What you will do
Write down exactly the lines from the one below that has "Tag the overcast" to the end of the data, both ends included; the pictures should not appear in your copy.

___ Source material

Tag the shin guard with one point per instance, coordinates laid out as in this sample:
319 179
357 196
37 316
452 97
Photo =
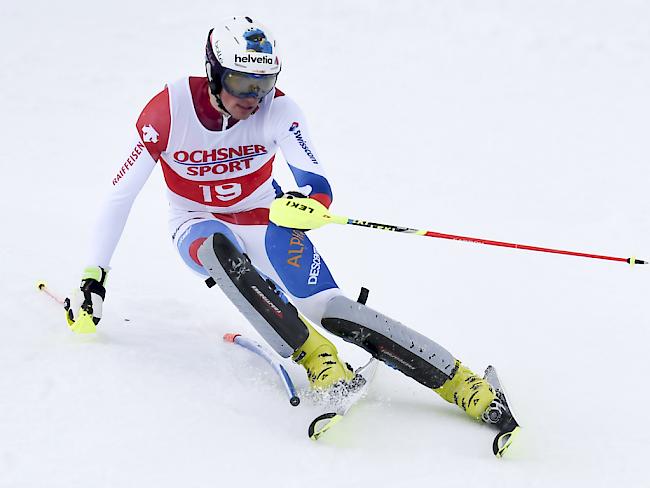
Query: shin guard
276 320
390 341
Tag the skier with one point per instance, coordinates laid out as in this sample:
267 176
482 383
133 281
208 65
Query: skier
215 138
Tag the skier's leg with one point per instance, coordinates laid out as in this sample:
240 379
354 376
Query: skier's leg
305 276
210 247
410 352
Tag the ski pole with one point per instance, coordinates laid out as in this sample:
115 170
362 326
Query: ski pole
275 364
42 286
307 213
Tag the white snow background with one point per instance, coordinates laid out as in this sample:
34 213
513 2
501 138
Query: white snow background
516 120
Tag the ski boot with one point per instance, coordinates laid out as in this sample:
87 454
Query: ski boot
470 392
325 370
499 415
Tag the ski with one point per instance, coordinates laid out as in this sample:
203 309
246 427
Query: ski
499 415
360 385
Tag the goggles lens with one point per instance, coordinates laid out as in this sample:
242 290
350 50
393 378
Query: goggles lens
247 85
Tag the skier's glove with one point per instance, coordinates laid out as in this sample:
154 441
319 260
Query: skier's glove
296 211
84 310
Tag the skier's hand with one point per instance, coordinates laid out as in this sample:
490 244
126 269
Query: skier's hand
296 211
84 310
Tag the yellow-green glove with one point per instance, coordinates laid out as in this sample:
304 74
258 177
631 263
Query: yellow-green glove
84 310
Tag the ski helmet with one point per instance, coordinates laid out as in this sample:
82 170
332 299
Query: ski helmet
241 57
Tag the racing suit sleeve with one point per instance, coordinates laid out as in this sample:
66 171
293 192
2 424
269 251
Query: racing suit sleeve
292 135
148 142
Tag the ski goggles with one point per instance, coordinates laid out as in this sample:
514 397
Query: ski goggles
247 85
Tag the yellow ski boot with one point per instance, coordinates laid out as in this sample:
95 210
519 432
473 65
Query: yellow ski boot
320 358
470 392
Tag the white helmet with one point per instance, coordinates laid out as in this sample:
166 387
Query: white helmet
241 56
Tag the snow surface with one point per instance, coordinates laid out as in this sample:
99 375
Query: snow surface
513 120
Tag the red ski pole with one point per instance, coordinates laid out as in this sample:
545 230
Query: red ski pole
632 260
307 213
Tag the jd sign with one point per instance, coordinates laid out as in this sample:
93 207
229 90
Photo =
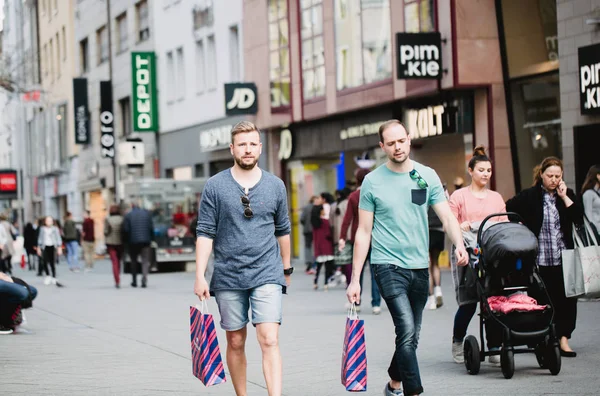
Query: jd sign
145 101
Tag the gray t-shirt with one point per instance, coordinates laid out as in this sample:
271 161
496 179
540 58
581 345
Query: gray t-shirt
247 253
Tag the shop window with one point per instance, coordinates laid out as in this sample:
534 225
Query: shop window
313 52
279 57
419 16
536 107
363 42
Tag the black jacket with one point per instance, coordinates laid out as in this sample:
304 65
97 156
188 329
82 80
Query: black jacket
529 203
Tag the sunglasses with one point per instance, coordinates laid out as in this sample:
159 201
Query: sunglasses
247 209
417 177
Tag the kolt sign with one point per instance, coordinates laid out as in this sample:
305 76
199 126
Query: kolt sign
145 100
419 55
589 79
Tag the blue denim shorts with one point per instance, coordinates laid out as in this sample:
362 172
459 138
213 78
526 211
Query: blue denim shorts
264 300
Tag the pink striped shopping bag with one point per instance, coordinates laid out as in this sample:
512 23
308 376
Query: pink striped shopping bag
354 355
207 365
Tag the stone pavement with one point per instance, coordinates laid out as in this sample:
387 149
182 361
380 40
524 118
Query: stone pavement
89 338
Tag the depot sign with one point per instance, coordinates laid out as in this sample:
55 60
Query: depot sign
589 79
145 99
419 55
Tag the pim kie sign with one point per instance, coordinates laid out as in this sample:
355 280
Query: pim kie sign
8 183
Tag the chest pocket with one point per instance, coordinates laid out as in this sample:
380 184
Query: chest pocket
418 196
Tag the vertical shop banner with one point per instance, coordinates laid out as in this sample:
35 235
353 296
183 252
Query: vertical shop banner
107 136
589 79
145 100
419 55
81 111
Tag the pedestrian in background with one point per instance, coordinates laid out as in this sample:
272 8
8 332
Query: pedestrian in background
113 240
394 199
471 205
549 209
88 238
49 246
244 216
138 232
350 223
590 192
70 236
309 257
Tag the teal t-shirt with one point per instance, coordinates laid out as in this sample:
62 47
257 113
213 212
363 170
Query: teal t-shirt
400 227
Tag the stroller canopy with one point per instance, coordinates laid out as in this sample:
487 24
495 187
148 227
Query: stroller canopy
508 241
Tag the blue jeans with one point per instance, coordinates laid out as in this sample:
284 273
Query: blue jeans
405 292
72 254
15 293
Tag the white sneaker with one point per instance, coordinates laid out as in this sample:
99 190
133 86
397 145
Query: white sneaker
439 300
457 352
431 303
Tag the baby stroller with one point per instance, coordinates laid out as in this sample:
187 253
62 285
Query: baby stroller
506 265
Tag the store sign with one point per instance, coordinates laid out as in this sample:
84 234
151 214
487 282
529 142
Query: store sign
131 153
8 182
419 55
241 98
286 145
361 130
81 111
145 99
426 122
589 79
107 136
215 138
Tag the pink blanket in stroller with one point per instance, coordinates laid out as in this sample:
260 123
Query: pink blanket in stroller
516 302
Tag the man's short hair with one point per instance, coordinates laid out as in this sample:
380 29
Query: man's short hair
243 127
388 124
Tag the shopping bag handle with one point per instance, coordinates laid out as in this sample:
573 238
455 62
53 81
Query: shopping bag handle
351 310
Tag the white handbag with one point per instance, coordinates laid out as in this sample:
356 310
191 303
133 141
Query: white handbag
581 265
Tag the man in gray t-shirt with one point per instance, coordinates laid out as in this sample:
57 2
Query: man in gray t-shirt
243 215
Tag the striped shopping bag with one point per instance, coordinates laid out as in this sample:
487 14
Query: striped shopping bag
354 355
207 365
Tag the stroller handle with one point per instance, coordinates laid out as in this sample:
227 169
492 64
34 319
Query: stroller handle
480 231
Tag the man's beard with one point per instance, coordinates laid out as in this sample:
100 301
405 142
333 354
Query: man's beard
245 166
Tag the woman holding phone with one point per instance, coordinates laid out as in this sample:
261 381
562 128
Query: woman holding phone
549 209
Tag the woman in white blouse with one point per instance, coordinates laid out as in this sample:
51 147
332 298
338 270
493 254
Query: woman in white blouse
49 245
591 196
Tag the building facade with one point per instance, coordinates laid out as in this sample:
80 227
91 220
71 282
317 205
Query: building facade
579 56
106 56
329 72
199 46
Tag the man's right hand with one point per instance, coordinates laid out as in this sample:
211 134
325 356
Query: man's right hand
201 289
353 292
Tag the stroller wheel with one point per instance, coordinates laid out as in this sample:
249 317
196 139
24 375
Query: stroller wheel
540 353
472 358
552 360
507 362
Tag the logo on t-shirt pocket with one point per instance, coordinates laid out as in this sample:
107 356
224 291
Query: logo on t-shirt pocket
419 196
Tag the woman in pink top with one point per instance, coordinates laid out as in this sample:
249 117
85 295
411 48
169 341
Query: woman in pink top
471 205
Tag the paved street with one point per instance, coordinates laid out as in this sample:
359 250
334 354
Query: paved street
91 339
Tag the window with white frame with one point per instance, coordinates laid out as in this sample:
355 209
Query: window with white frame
211 63
180 74
200 71
363 42
102 44
313 52
122 44
143 22
279 53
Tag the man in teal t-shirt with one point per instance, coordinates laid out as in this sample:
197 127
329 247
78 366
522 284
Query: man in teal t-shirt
392 216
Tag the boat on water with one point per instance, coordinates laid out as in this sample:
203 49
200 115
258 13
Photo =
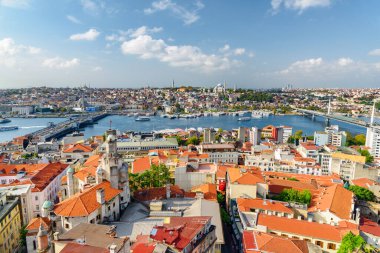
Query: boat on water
142 118
4 120
244 119
8 128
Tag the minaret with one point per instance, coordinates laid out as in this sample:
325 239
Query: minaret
329 108
373 114
114 169
42 240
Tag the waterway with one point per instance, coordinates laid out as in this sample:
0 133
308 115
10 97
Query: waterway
124 123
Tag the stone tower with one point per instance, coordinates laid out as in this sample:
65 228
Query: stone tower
114 169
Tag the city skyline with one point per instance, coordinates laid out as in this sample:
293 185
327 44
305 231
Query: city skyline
261 44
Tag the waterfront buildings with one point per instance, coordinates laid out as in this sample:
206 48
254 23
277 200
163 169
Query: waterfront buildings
10 222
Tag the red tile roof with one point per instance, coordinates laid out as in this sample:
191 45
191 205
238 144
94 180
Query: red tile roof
84 203
73 247
141 164
370 227
335 199
158 193
77 147
180 231
304 228
245 205
254 241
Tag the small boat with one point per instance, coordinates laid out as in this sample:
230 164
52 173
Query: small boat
142 118
4 120
8 128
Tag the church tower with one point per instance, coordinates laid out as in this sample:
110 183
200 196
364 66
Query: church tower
114 169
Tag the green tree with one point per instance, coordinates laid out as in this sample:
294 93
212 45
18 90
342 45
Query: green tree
368 157
298 134
351 243
23 232
362 193
291 195
360 139
193 140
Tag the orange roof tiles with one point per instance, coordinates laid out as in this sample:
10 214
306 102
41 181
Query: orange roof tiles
209 191
180 231
141 164
278 185
157 193
254 241
335 199
77 147
245 176
84 203
363 182
304 228
35 224
245 205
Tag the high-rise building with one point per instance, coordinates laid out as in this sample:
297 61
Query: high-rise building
254 136
241 134
113 169
373 137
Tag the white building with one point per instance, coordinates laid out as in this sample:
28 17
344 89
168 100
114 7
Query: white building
254 136
373 140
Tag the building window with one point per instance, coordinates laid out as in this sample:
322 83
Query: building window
319 243
331 246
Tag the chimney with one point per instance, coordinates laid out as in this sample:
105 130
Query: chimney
56 236
357 217
113 248
199 195
168 191
42 239
100 198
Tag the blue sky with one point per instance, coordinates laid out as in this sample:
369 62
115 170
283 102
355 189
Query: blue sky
134 43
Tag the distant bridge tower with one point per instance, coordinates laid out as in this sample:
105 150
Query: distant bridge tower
328 113
373 114
329 108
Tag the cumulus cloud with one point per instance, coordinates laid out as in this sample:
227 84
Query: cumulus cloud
192 57
375 52
15 3
303 66
298 5
8 47
188 16
344 62
73 19
91 34
60 63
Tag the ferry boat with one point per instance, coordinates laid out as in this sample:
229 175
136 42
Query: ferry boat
4 120
244 119
142 118
8 128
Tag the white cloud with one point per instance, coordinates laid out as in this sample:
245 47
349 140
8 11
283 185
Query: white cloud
91 34
239 51
8 47
375 52
186 15
73 19
225 48
298 5
343 62
303 66
60 63
186 56
97 69
22 4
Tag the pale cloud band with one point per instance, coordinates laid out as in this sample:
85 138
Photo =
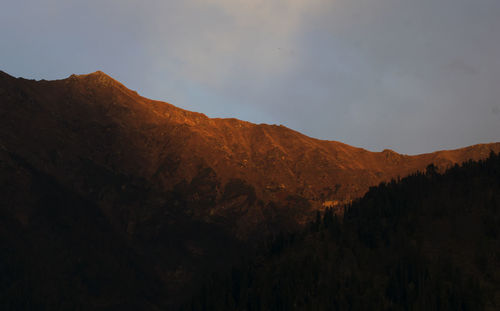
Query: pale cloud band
414 76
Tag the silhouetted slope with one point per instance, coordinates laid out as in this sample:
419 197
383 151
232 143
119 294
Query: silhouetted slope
172 188
428 242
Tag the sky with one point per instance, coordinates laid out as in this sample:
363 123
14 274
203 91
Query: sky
412 76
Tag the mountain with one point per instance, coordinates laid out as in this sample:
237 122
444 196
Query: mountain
90 170
427 242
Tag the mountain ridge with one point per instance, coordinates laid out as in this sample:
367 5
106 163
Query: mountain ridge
269 156
176 188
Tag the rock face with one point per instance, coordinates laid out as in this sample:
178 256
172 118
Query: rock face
171 182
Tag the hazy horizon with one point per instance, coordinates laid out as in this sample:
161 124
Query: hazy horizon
410 76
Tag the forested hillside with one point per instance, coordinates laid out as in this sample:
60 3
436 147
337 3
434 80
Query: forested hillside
427 242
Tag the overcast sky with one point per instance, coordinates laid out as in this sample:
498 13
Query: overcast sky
410 75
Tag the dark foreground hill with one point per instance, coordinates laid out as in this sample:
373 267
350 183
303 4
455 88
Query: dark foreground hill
110 200
428 242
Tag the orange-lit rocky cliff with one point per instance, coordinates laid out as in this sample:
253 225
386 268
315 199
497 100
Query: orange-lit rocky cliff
90 170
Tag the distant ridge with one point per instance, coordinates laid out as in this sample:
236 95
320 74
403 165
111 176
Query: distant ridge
117 202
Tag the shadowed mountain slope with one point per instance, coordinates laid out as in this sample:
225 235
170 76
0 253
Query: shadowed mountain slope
158 190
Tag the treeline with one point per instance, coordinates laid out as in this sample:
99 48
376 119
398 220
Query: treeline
429 241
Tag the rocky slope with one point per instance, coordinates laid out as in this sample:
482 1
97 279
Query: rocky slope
177 188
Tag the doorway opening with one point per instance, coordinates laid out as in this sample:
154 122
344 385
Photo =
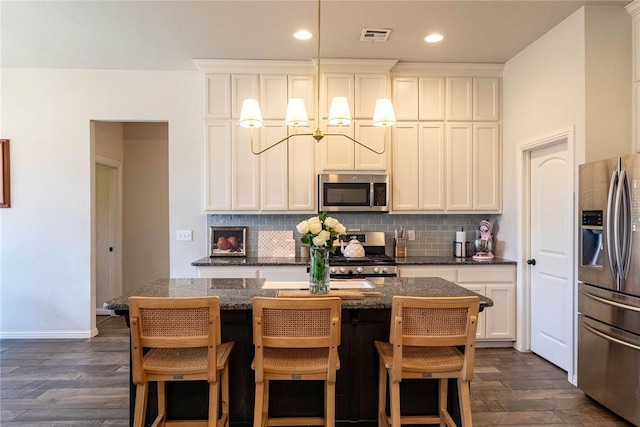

______

Reply
Tag the overcast sky with one point per instance, coordinates laid out as in this sample:
498 13
Query: overcast sky
410 75
Tag the dark foreground hill with one point per instance, coordinates laid out as in this sample:
373 267
350 183
303 4
455 88
Query: dark foreground hill
110 200
428 242
Tag the orange-lit rocky cliff with one point per instance, coordinates laid out as in this sample:
253 225
386 268
315 199
497 100
Query: orange-lit rocky cliff
90 170
Tag the distant ridge with one point per instance, coordinates laid out as in this sample:
236 95
320 74
403 165
111 176
Query: distant ridge
117 202
Tag the shadowed mountain slope with one point per instance, coordinates laid out as in this sample:
225 235
170 76
0 253
Query: shadowed mountain slope
158 190
Tag the treeline with one point per instance, coordinates laid out as in this sample:
99 48
376 119
398 220
Query: treeline
429 241
Tag the rocky slope with one point per instance, coordinates laid out as in this sample:
482 1
97 279
Query: rocky slope
177 188
Tag the doorway opening with one point per instance, coordinates laid out as in this sample:
154 122
344 385
Photo =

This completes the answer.